═════ EXTRACTED MATERIAL

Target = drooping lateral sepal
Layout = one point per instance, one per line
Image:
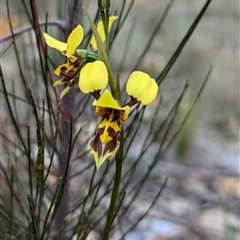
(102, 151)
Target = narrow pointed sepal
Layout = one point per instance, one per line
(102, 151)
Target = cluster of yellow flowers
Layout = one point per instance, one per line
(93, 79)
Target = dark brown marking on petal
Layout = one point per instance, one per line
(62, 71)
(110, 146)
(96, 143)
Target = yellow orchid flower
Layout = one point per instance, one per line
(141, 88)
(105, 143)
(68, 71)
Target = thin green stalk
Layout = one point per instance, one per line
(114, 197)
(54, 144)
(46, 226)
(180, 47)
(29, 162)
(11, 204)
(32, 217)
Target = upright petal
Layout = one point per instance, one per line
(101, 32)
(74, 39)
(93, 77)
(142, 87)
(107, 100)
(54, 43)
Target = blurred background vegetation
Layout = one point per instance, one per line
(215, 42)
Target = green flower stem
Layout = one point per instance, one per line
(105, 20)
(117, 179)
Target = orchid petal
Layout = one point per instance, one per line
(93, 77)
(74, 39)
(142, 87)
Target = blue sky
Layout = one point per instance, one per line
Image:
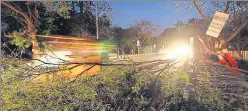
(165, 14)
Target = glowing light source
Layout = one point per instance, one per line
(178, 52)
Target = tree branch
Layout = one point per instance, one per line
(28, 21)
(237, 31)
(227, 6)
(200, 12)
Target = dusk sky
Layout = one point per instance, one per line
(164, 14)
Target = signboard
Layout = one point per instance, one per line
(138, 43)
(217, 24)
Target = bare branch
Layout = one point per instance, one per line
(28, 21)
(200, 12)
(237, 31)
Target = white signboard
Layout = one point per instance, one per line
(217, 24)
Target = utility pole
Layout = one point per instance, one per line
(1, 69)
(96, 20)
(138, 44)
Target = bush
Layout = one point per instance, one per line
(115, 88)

══════════
═════ EXTRACTED MATERIAL

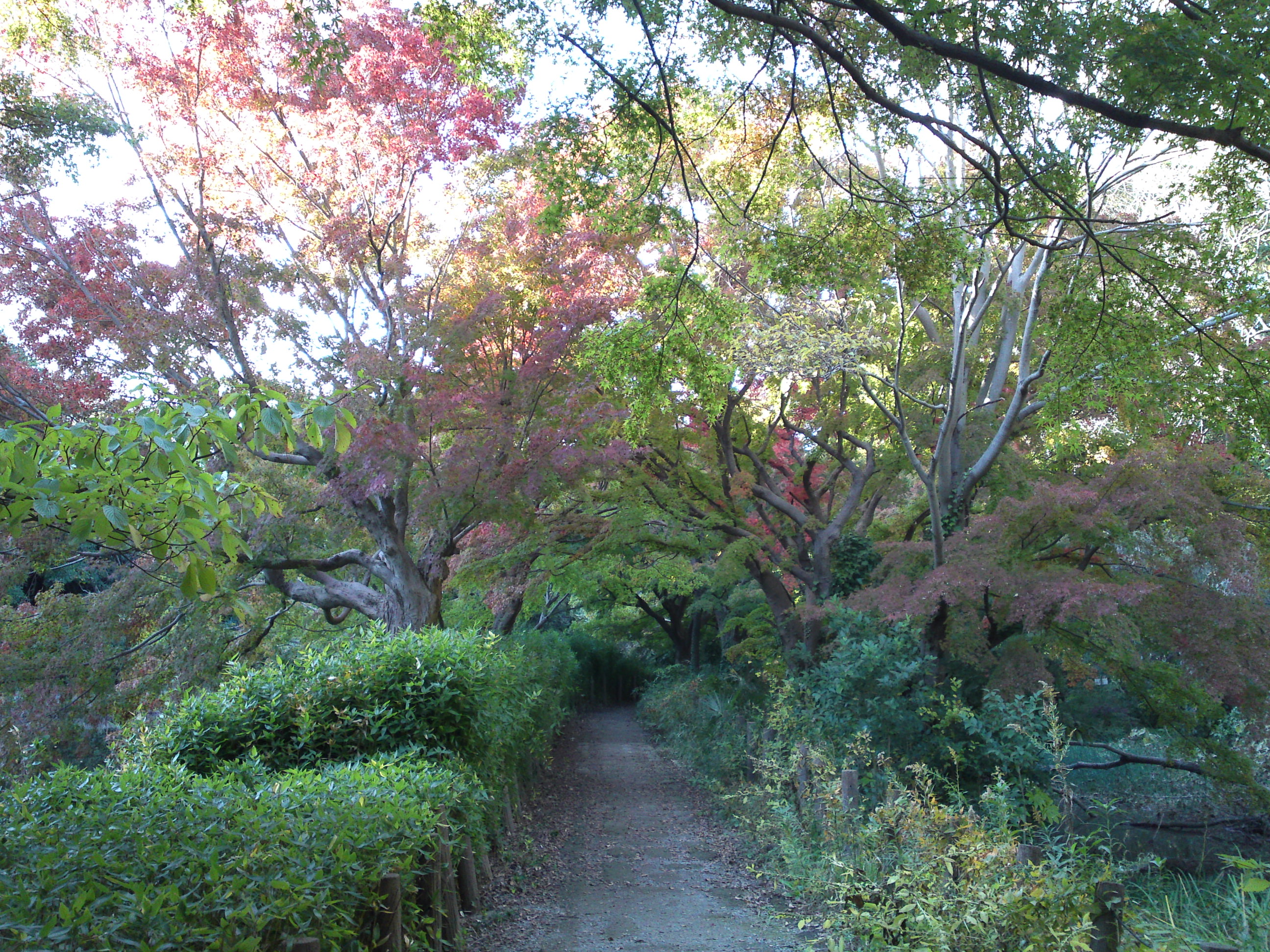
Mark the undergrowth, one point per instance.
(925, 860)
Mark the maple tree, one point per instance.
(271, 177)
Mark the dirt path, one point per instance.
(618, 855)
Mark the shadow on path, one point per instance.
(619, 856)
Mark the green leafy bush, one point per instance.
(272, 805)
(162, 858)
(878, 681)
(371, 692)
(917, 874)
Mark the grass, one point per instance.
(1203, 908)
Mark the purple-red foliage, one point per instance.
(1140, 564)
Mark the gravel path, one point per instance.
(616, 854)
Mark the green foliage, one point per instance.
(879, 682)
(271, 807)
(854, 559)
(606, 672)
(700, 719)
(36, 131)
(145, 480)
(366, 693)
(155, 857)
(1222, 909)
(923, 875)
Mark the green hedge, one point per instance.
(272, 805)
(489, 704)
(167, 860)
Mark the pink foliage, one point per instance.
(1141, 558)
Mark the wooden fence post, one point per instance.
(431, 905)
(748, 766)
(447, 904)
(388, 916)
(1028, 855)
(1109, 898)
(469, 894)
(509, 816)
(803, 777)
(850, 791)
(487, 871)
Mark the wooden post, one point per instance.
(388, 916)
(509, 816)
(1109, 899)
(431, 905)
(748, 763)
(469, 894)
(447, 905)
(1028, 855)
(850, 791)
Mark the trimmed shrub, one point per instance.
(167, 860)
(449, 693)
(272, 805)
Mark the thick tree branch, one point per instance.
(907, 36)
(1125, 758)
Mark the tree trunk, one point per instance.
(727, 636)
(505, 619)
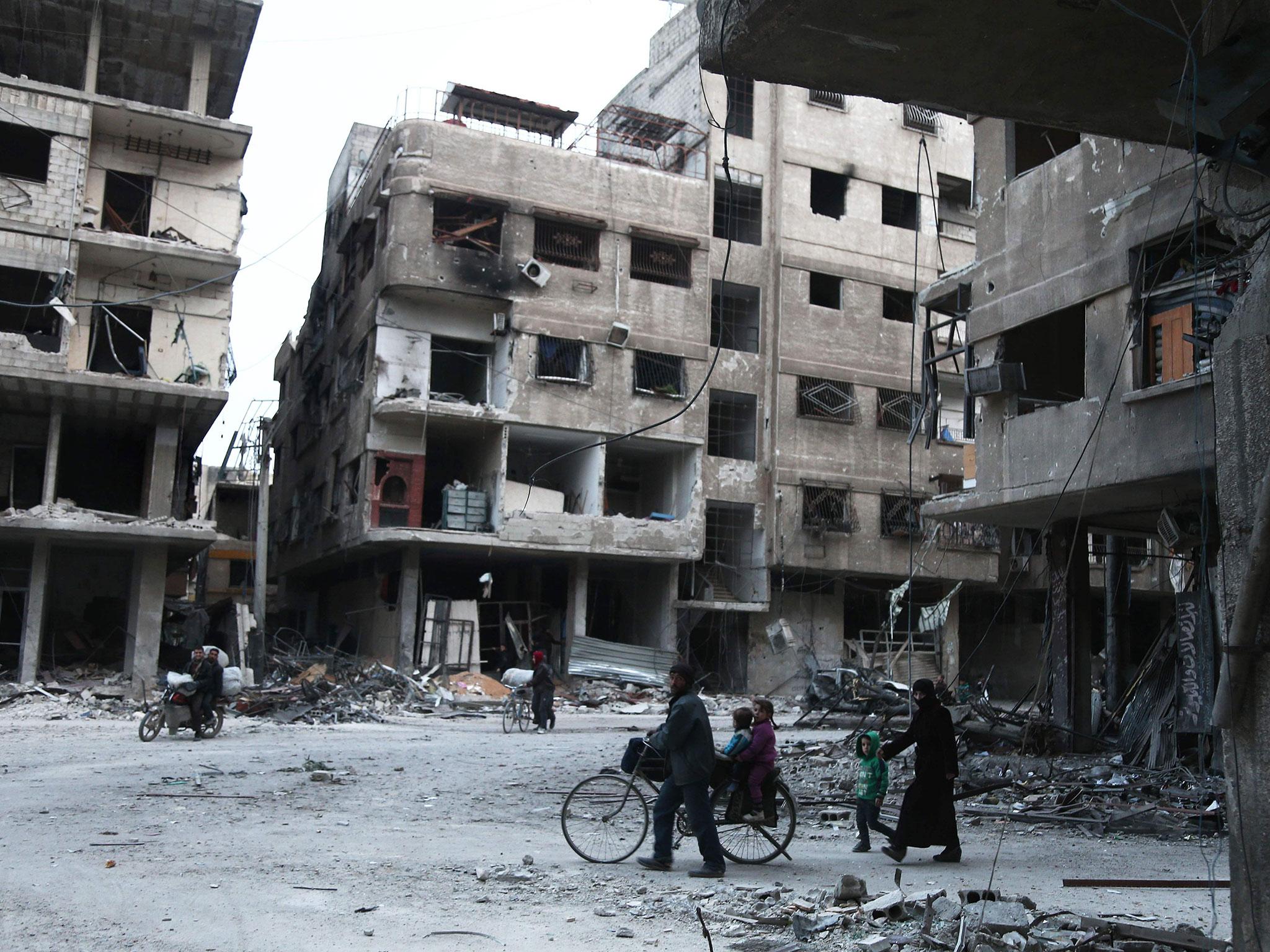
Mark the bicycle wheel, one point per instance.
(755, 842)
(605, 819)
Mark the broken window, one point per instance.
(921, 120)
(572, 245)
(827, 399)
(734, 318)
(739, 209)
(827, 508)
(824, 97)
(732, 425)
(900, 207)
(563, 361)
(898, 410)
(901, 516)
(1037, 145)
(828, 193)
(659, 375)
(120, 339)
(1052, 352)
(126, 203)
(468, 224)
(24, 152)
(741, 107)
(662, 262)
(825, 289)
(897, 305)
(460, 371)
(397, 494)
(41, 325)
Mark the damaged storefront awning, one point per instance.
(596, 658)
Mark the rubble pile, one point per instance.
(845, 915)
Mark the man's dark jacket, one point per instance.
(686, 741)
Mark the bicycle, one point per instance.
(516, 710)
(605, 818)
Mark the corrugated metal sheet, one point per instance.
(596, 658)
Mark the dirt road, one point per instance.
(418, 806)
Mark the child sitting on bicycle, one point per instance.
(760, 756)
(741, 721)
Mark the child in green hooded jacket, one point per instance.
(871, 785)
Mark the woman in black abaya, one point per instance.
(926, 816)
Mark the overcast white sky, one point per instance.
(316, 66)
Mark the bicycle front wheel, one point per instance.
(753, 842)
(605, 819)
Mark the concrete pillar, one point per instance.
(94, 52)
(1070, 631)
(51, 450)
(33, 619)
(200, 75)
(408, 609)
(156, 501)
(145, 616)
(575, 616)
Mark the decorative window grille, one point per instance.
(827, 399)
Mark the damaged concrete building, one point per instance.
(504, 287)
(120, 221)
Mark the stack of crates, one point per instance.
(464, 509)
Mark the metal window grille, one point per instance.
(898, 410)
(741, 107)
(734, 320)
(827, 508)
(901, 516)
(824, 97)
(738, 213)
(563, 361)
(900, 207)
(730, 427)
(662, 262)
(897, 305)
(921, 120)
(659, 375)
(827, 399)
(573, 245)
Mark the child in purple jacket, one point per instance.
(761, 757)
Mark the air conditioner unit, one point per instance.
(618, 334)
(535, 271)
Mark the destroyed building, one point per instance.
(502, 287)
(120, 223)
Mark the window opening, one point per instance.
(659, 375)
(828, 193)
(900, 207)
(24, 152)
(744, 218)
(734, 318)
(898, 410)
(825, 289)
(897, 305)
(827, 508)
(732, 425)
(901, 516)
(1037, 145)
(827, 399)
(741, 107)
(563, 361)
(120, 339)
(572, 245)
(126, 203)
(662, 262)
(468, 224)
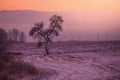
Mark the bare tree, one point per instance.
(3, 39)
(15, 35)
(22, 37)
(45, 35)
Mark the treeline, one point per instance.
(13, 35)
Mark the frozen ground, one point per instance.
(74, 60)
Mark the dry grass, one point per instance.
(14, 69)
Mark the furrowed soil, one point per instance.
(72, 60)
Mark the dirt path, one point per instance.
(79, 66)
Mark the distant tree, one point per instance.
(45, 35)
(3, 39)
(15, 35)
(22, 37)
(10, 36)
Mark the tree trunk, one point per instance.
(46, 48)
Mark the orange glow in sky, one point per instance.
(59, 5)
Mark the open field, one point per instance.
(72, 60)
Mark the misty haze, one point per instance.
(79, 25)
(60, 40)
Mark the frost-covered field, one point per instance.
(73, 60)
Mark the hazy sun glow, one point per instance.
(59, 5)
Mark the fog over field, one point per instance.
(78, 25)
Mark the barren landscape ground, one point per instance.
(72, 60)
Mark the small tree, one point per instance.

══════════
═════ EXTRACTED MATERIAL

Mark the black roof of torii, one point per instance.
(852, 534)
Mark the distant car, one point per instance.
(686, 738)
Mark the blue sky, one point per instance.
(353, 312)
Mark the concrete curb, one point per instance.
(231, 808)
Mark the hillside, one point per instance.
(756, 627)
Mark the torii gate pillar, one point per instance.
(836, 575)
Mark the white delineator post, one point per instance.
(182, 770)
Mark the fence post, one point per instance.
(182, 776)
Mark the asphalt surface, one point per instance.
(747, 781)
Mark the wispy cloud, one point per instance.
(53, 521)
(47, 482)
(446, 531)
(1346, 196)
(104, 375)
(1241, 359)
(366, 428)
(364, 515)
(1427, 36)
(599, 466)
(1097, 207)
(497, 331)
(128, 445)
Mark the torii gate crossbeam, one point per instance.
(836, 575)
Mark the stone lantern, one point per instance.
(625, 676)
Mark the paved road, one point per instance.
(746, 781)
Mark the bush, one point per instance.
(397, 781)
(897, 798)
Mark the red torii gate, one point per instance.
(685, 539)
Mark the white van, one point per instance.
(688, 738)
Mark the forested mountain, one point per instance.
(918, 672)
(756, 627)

══════════

Write the records from the line with "Mark the undergrowth, one point per instance." to the line with "(1203, 908)", both included, as a two-column CSV with the headers request and points and one row per request. Put each request and its answer in a single quoted field, with any line breaks replaced by spaces.

## PROBLEM SOLUTION
request,points
"Mark the undergrowth, one point per instance.","(925, 860)"
"Mark the maple tree, one point per instance.","(271, 177)"
"Mark the dirt path, one point per instance.","(618, 855)"
"Mark the shadow on path, one point per instance.","(619, 856)"
"Mark the green leafy bush, one point per instance.","(272, 805) (162, 858) (878, 681) (371, 692) (917, 874)"
"Mark the grass, one point per instance.","(1203, 908)"